■ What the task requires: Identify every line in the records below that contains the string "Target", and copy each of those lines. Treat the match as case-sensitive.

■ Excerpted data:

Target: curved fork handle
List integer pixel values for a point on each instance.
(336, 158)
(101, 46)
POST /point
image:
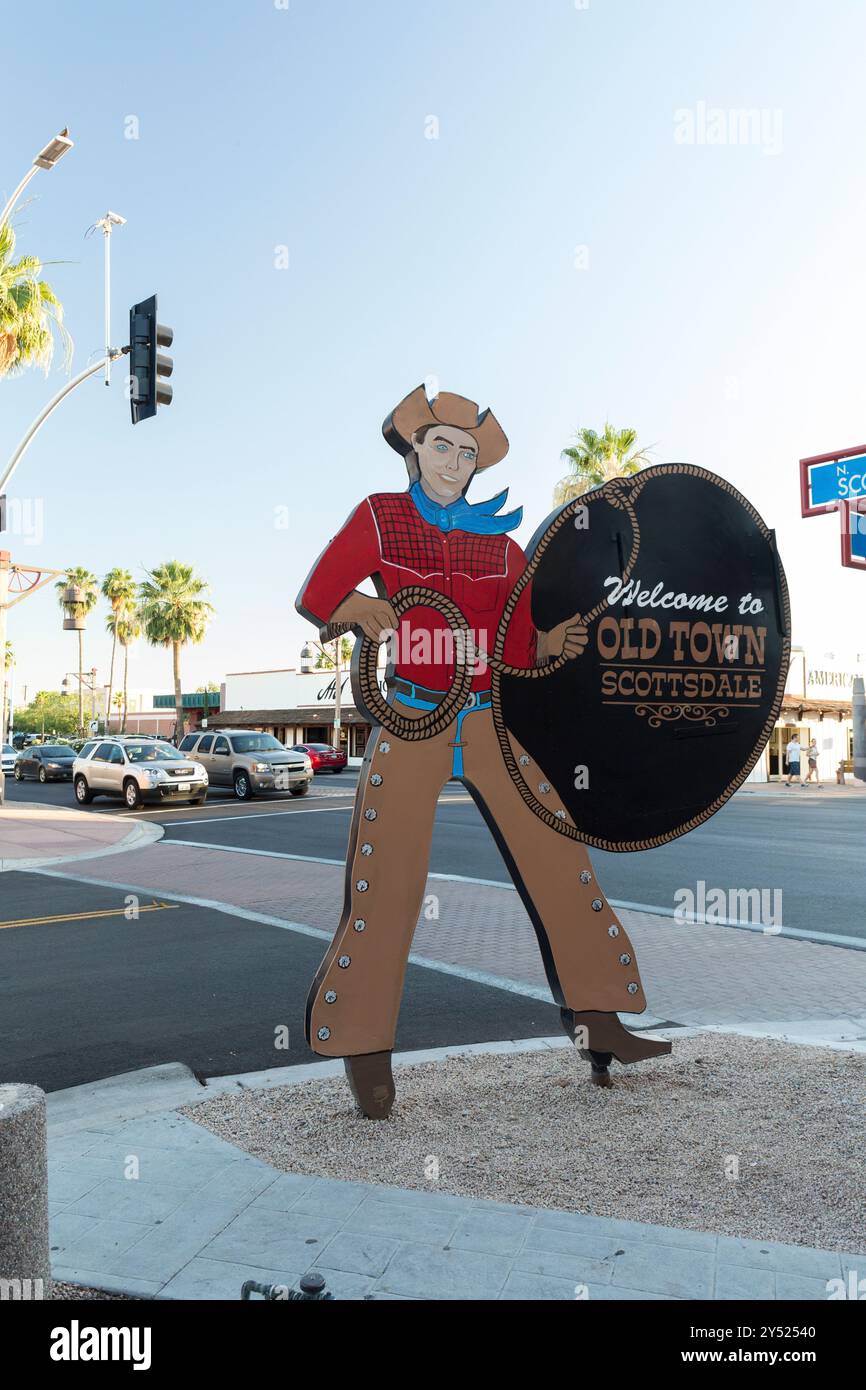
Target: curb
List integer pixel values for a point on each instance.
* * *
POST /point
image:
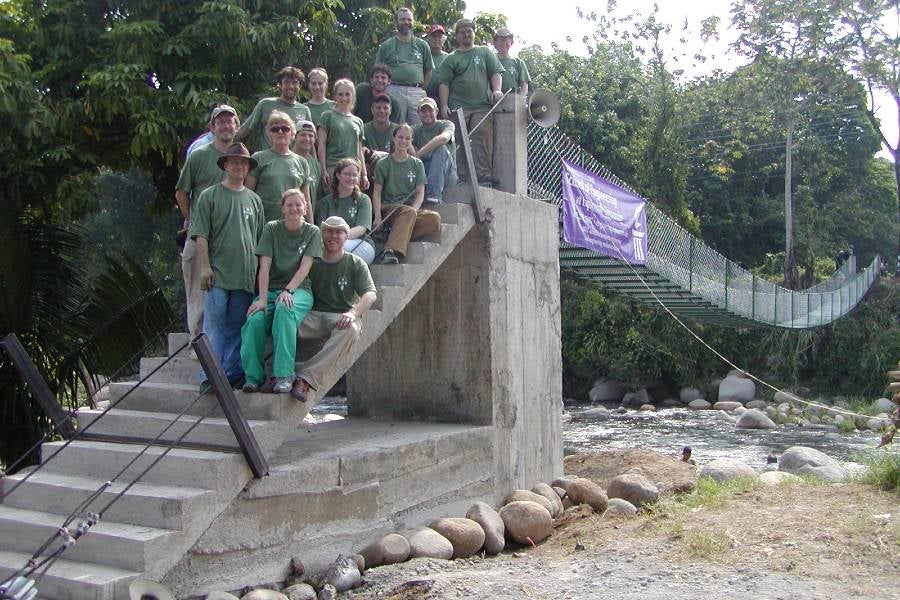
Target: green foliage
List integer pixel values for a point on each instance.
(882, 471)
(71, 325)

■ Solution to the problem:
Target: curved fork handle
Target: curb
Target: green foliage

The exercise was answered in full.